_Input material_
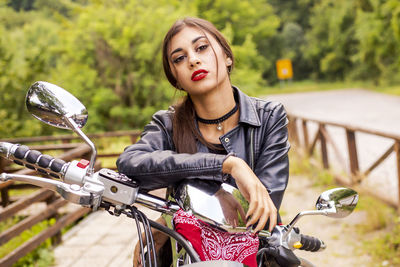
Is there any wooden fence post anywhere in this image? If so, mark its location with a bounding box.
[346,129,360,183]
[318,123,329,169]
[288,116,299,145]
[46,193,62,246]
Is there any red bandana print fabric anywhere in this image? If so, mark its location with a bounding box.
[173,210,259,267]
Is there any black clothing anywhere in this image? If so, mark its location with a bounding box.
[117,87,290,214]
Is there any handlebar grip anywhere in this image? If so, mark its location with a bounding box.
[300,234,325,252]
[6,145,67,178]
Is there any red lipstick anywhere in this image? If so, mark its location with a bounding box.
[192,69,208,81]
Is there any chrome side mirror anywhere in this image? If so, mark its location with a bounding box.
[315,188,358,218]
[25,82,97,175]
[283,187,358,239]
[25,82,88,130]
[174,179,249,232]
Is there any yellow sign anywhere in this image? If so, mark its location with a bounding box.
[276,59,293,80]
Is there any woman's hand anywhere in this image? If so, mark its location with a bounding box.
[215,187,246,228]
[222,156,277,232]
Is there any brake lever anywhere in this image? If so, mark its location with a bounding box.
[0,173,101,210]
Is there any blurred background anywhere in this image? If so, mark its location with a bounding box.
[0,0,400,267]
[0,0,400,138]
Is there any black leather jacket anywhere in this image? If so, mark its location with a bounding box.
[117,87,290,209]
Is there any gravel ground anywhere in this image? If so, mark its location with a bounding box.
[265,89,400,206]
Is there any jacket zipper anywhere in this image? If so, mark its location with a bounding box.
[250,128,254,171]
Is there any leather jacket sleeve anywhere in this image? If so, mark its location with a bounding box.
[117,111,227,190]
[254,104,290,213]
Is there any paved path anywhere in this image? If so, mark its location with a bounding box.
[266,89,400,202]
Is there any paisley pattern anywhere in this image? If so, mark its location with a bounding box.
[174,210,259,266]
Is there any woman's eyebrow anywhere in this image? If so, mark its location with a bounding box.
[170,35,207,57]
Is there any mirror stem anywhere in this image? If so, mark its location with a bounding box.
[283,210,335,240]
[66,118,97,176]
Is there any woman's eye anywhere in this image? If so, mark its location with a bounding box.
[173,56,184,63]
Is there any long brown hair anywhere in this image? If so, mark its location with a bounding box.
[162,17,234,154]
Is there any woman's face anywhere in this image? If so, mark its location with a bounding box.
[168,27,232,96]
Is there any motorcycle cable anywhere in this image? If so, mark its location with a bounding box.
[124,206,157,266]
[136,210,157,266]
[130,208,152,266]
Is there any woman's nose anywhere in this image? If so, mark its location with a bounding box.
[189,52,201,67]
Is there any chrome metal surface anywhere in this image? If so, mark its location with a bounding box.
[0,142,14,158]
[136,193,180,215]
[25,81,88,129]
[0,173,96,207]
[65,118,97,176]
[315,187,358,218]
[174,179,249,232]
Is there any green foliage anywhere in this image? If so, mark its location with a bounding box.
[0,0,400,138]
[0,216,55,267]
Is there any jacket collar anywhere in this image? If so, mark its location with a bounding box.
[232,86,261,126]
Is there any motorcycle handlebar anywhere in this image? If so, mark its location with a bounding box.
[300,234,326,252]
[0,142,69,178]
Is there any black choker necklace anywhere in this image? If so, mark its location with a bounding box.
[196,103,239,131]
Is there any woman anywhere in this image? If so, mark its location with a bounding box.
[117,18,289,267]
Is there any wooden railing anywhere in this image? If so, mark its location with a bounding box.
[288,114,400,209]
[0,131,140,266]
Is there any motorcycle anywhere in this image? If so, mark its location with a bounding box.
[0,81,358,267]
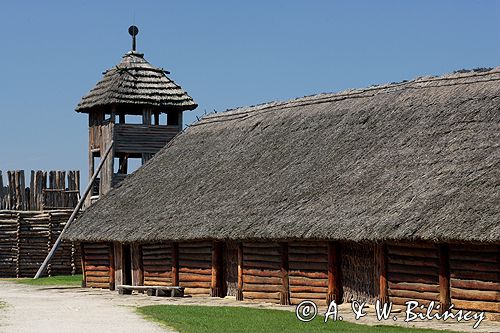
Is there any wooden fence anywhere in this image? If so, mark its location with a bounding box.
[0,170,80,211]
[0,210,81,277]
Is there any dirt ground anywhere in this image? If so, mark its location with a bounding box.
[0,281,500,333]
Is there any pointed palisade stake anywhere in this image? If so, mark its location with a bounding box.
[34,141,113,279]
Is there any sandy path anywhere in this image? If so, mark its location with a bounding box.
[0,282,172,333]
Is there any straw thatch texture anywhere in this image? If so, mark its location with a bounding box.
[67,68,500,242]
[76,52,197,112]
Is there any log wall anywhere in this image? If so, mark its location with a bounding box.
[387,243,440,305]
[141,243,172,286]
[81,243,115,289]
[0,170,80,211]
[0,210,81,277]
[288,242,328,304]
[340,242,379,304]
[449,244,500,313]
[243,242,283,303]
[178,242,212,296]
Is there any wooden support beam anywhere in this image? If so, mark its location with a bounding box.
[375,244,389,303]
[280,242,290,305]
[236,242,243,301]
[80,243,87,288]
[326,242,342,304]
[439,244,451,313]
[172,242,179,286]
[130,243,144,286]
[210,241,224,297]
[113,242,125,285]
[108,243,116,290]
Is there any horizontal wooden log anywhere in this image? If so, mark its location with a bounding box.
[388,273,439,284]
[388,281,439,293]
[289,276,328,287]
[451,279,500,291]
[387,246,439,259]
[179,273,212,282]
[290,286,328,296]
[451,288,500,302]
[243,284,283,292]
[450,260,500,273]
[387,263,439,276]
[179,267,212,276]
[243,274,282,285]
[243,260,280,270]
[389,289,439,302]
[288,269,328,279]
[450,270,500,282]
[387,255,439,269]
[451,299,500,312]
[243,291,280,302]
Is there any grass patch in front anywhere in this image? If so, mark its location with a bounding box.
[137,305,458,333]
[9,274,82,286]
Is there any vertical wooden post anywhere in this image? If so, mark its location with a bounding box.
[108,243,116,290]
[236,242,243,301]
[113,242,125,286]
[326,242,342,304]
[80,243,87,288]
[439,244,451,313]
[172,242,179,286]
[280,242,290,305]
[130,243,144,286]
[375,244,389,304]
[210,241,223,297]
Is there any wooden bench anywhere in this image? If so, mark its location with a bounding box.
[116,284,184,297]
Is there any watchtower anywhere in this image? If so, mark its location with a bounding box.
[76,26,197,204]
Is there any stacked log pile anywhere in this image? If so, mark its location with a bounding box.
[141,243,172,286]
[387,243,440,305]
[243,242,283,303]
[179,242,212,296]
[449,244,500,313]
[82,243,115,289]
[288,242,328,304]
[0,210,80,277]
[0,170,80,211]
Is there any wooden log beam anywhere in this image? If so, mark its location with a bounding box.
[236,243,243,301]
[210,241,224,297]
[439,244,451,313]
[326,242,342,304]
[279,242,290,305]
[172,242,179,286]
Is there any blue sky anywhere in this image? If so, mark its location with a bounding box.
[0,0,500,183]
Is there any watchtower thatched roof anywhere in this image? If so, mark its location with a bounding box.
[76,51,198,113]
[66,68,500,242]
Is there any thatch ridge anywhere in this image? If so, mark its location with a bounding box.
[67,68,500,243]
[76,52,198,112]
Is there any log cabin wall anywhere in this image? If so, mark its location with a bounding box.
[141,242,173,286]
[340,242,379,304]
[288,242,328,305]
[81,243,115,289]
[0,210,81,278]
[178,241,212,296]
[387,243,440,306]
[242,242,283,304]
[449,244,500,314]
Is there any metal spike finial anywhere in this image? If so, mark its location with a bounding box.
[128,25,139,52]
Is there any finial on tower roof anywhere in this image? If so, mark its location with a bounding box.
[128,25,139,52]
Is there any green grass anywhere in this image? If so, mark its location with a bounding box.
[9,275,82,286]
[137,305,458,333]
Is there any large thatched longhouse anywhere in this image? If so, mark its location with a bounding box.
[66,68,500,313]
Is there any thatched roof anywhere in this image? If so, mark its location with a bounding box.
[76,51,197,112]
[66,68,500,242]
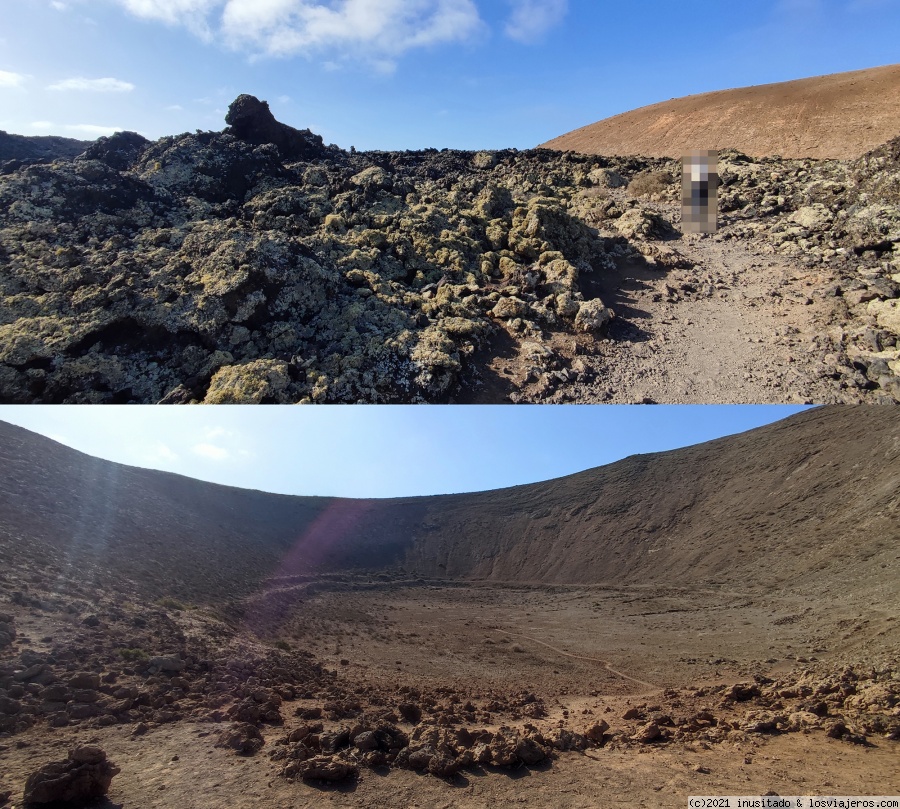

_Stated exercise_
Rewrite all of the data above, switching each "bounding box" to "rectangle" and keeping everything else the same. Leave the pictures out.

_Written answer_
Is there any wooden fence post anywhere in this image? If so, mark its location with a rectangle.
[346,129,360,183]
[318,123,329,169]
[288,116,299,145]
[46,193,62,246]
Is there any red bandana print fabric anywhere in this image? If so, mark its location with a rectangle.
[173,210,259,267]
Is there any black clothing anywhere in this image? If so, mark its location with a rectangle.
[117,87,290,214]
Is there any handlebar grip anywhere in this image? If so, mark its location with a rectangle.
[300,234,325,252]
[6,145,67,178]
Is there any red lipstick anywhere in this image? If so, mark its location with a rectangle.
[192,69,208,81]
Is there any chrome side mirror anywhere in this image? If so, mark its location with a rectangle.
[315,188,358,218]
[25,82,97,175]
[283,187,358,239]
[25,82,88,130]
[174,179,249,232]
Is there any yellow sign anywhere in this image? If so, mark its location with a rectangle.
[276,59,293,80]
Is there any woman's hand anywhere in this image? If so, mark its location with a rectangle.
[215,187,246,228]
[222,156,277,232]
Is there any brake lever anywhere in this image? If so, mark its location with a rectangle.
[0,173,101,210]
Is there any blurred background anywhere in this image? If so, mark its location with a rectangle.
[0,0,400,267]
[0,0,400,138]
Is there any black leather jacket anywhere in this image? If so, mark its location with a rectangle.
[117,87,290,209]
Is there any gravel ground anywhere in this image? If so, mark its location with a rectangle.
[265,89,400,206]
Is there any jacket zipper anywhere in this image? If so, mark its location with a rectangle.
[250,128,254,171]
Is there any leather jacket sleeve anywhere in this image? If so, mark its location with a rectangle.
[117,111,227,190]
[254,104,290,213]
Is there any paved path anywhere in this image? If so, mark its location with a rectangle.
[266,89,400,202]
Is there any paisley pattern anywhere in this image? If so, mark its location with a rectangle.
[174,210,259,266]
Is there any woman's eyebrow anywhere in this image? If so, mark its location with a rectangle.
[170,35,207,57]
Is there any mirror stem anywhere in this image? If so, mark its location with a rectangle.
[283,210,335,240]
[66,118,97,176]
Is there any woman's eye anywhere in this image? If so, mark its location with a rectangle.
[173,56,184,63]
Is there any long brown hair anywhere in this image? If so, mark its location with a rectangle.
[162,17,234,154]
Is there any woman's face anywhere in this image? If so, mark its location with a rectangle.
[168,27,232,96]
Is there any motorcycle cable anywhere in this image? If so, mark its location with a rectangle.
[124,206,157,266]
[136,210,157,266]
[130,208,152,266]
Is there any woman's nose anywhere in this image? If so, mark its location with a rectangle.
[189,52,201,67]
Is there any chrome metal surface anywhere in this image? If so, mark its location with a rectangle.
[0,142,14,158]
[136,193,180,215]
[25,81,88,129]
[0,173,96,207]
[65,118,97,176]
[315,187,358,218]
[174,179,249,232]
Is there any green foliage anywhere in this image? If so, mark its location with a rectangle.
[0,0,400,138]
[0,216,55,267]
Is there any jacket collar anywhere in this image? If so, mark its location with a rectangle.
[232,86,261,126]
Is there any motorcycle handlebar anywhere in this image? If so, mark its location with a rectangle.
[300,234,326,252]
[0,142,69,178]
Is there any black choker necklace anywhere in this image? If so, mark its location with a rectangle.
[196,103,239,131]
Is there any woman anywhere in this image? If so, mark its location with a rectangle.
[117,18,289,267]
Is there any wooden railing anywhere in this image? If so, mark its location with a rectangle.
[288,114,400,209]
[0,131,140,266]
Is there any motorcycle anywhere in this image? If so, mark its location with a rectangle.
[0,81,358,267]
Is there any wooden fence anywhere in this image? If so, mark its location with a rectangle.
[0,170,80,211]
[0,210,81,277]
Is there any dirt ground anywhere in this image? If so, mark its location with a rectangle.
[0,281,500,333]
Is there any pointed palisade stake anywhere in this image? If so, mark its location with a rectangle.
[34,141,113,279]
Is there any sandy path anywhere in this image? If so, mark its location with a rectangle.
[0,282,172,333]
Is there any straw thatch texture anywhere in this image? If so, mark its location with a rectangle.
[67,68,500,242]
[76,52,197,112]
Is there any log wall anywhere in this image? If so, mark its location with a rectangle.
[387,243,440,305]
[141,243,172,286]
[81,243,115,289]
[0,170,80,211]
[0,210,81,277]
[288,242,328,304]
[340,242,379,304]
[449,244,500,313]
[243,242,283,303]
[178,242,212,296]
Is there any wooden support beam anywhere in this image? If so, mark its location with a rectangle.
[375,244,389,303]
[280,242,290,305]
[236,242,243,301]
[80,243,87,288]
[326,242,342,304]
[439,244,451,313]
[172,242,179,286]
[130,243,144,286]
[210,241,224,297]
[113,242,125,285]
[108,243,116,290]
Is there any horizontal wooden log anywhere in this image? If so, mark its location with a rectangle.
[388,273,439,284]
[388,281,439,293]
[289,276,328,287]
[451,279,500,291]
[387,246,439,259]
[179,273,212,282]
[290,286,328,296]
[451,288,500,302]
[243,284,283,292]
[450,260,500,273]
[387,263,439,276]
[179,267,212,276]
[243,274,282,285]
[243,260,280,270]
[389,289,439,302]
[288,269,328,279]
[450,270,500,282]
[387,255,439,269]
[451,299,500,312]
[243,291,280,302]
Is there any grass patch in front anywhere in this image? If so, mark its location with a rectangle.
[137,305,458,333]
[9,274,82,286]
Is there any vertical wooden post anywhere in this image? If so, mark its location with a rectangle.
[108,243,116,290]
[236,242,243,301]
[113,242,125,286]
[326,242,342,304]
[80,243,87,288]
[439,244,451,313]
[172,242,179,286]
[280,242,290,305]
[130,243,144,286]
[375,244,389,304]
[210,241,223,297]
Is there any wooden bench anywhere in this image? If so, mark its location with a rectangle.
[116,284,184,297]
Is there any watchtower anywhere in this image? If so, mark its location with a rectangle.
[76,26,197,204]
Is there any stacked log pile anywhere in this image? If so, mark its location with a rectangle.
[141,243,172,286]
[387,243,440,305]
[243,242,283,303]
[179,242,212,296]
[449,244,500,313]
[82,243,115,289]
[288,242,328,304]
[0,210,80,277]
[0,170,80,211]
Is there any wooden log beam anywhere in this image? If so, mark its location with a rectangle.
[236,243,243,301]
[210,241,224,297]
[439,244,451,313]
[326,242,342,304]
[279,242,290,305]
[172,242,179,286]
Is there any blue sky anywhere in this image? If so, mark its location with a rectangle.
[0,0,500,183]
Is there any watchtower thatched roof anywhere in this image? If so, mark its location with a rectangle.
[76,51,198,113]
[66,68,500,242]
Is there any thatch ridge anywhere in this image? If so, mark its location with a rectangle.
[67,68,500,243]
[76,52,198,112]
Is there any log cabin wall anywhere in this image? If so, mark its location with a rectangle.
[141,242,173,286]
[340,242,379,304]
[288,242,328,305]
[81,243,115,289]
[0,210,81,278]
[178,241,212,296]
[387,243,440,306]
[242,242,283,304]
[449,244,500,314]
Is there any metal spike finial anywhere in this image? If so, mark its location with a rectangle.
[128,25,139,52]
Is there any finial on tower roof anywhere in this image? If so, mark its location with a rectangle.
[128,25,139,52]
Is there any green grass anywhere in this image? If so, mark its location with a rectangle.
[9,275,82,286]
[137,305,458,333]
Is there any large thatched longhouse anywhere in this image? If so, mark its location with a rectangle.
[66,68,500,313]
Is there any thatched roof anywhere in this image? If so, mark its location with a rectangle.
[76,51,197,112]
[66,68,500,242]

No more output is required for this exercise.